Your task – The line containing "Draw the outline of every instance of the white" marks the start; return it and every line after it in the listing below, exactly, through the last.

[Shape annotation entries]
⟨
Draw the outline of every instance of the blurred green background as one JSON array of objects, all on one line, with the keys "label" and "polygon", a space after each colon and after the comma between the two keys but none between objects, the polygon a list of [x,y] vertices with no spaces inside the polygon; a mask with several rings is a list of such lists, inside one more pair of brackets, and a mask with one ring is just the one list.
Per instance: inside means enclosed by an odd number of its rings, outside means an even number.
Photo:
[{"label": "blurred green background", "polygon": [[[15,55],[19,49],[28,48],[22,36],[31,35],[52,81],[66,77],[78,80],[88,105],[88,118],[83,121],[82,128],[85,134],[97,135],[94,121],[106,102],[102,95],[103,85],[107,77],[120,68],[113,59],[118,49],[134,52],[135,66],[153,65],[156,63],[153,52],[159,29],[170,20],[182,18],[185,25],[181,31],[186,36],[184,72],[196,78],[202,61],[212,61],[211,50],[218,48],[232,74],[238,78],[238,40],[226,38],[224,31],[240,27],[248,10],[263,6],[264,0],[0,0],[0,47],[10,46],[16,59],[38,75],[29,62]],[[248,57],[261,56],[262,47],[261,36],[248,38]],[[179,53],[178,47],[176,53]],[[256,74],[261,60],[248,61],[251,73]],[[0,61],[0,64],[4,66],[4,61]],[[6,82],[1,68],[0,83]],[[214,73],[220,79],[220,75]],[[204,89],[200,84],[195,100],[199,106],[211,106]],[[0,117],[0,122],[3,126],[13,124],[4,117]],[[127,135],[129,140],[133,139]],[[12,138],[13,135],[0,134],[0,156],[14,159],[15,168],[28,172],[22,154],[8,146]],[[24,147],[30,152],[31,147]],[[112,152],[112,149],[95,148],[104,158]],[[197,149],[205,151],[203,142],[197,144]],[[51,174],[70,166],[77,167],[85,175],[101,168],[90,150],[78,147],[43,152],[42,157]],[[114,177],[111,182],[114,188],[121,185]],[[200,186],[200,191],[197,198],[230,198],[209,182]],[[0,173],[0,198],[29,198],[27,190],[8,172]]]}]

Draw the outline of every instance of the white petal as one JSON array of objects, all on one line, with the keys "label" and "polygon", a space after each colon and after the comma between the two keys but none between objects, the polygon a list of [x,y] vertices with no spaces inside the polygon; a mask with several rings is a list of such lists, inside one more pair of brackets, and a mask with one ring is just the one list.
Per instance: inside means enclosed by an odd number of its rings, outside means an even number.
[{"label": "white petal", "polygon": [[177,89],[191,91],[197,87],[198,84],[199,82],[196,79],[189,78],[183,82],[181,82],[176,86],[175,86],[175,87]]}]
⟩
Written answer –
Draw the outline of every instance of the white petal as one JSON array of objects, all on one line, with the keys "label" and "polygon", a space after each colon and after the comma between the two keys but none between objects, the polygon a list of [x,y] vertices with no spaces inside the polygon; a mask with several rings is a list of such lists, inside one more pair of brackets, and a mask with one ring is just the one list.
Per instance: inside means enclosed by an odd number of its rings, outside means an even number.
[{"label": "white petal", "polygon": [[177,89],[191,91],[197,87],[198,84],[199,82],[196,79],[189,78],[183,82],[181,82],[176,86],[175,86],[175,87]]}]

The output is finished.